_Material provided:_
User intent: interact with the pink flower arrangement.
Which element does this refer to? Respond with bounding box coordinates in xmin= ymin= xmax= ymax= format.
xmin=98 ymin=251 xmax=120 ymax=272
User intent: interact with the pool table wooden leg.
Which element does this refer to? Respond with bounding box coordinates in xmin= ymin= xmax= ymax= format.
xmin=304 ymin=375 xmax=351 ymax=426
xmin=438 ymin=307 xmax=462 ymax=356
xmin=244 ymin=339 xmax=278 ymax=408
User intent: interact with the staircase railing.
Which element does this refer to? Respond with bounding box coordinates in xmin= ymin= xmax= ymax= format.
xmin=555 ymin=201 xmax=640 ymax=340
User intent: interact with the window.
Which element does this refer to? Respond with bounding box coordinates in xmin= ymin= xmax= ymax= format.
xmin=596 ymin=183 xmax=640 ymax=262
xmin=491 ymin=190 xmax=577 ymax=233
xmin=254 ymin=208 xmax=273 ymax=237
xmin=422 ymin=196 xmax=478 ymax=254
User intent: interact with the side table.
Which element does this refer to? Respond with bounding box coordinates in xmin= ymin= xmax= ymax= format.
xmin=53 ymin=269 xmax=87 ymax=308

_What you need to do:_ Copy every item above word for word, with nothing changed.

_Reply to the task:_
User intent: interact with the pink flower arrangement.
Which element does this refer to? Respond with bounding box coordinates in xmin= ymin= xmax= ymax= format.
xmin=98 ymin=251 xmax=120 ymax=272
User intent: interact with the pool table wooden leg.
Which element does this refer to? Respond with bounding box coordinates in xmin= ymin= xmax= ymax= format.
xmin=304 ymin=375 xmax=351 ymax=426
xmin=438 ymin=307 xmax=462 ymax=356
xmin=244 ymin=339 xmax=278 ymax=408
User intent: interact with the staircase railing.
Which element does this refer to? Respond with bounding box coordinates in xmin= ymin= xmax= ymax= format.
xmin=555 ymin=201 xmax=640 ymax=340
User intent: interact with the window.
Which element does this refer to? Respond with bounding box coordinates in xmin= ymin= xmax= ymax= format.
xmin=596 ymin=183 xmax=640 ymax=262
xmin=491 ymin=190 xmax=577 ymax=233
xmin=254 ymin=208 xmax=273 ymax=237
xmin=422 ymin=196 xmax=478 ymax=254
User intent: interact with the side table.
Which element does this refer to? Respond with bounding box coordinates in xmin= ymin= xmax= ymax= format.
xmin=53 ymin=269 xmax=87 ymax=308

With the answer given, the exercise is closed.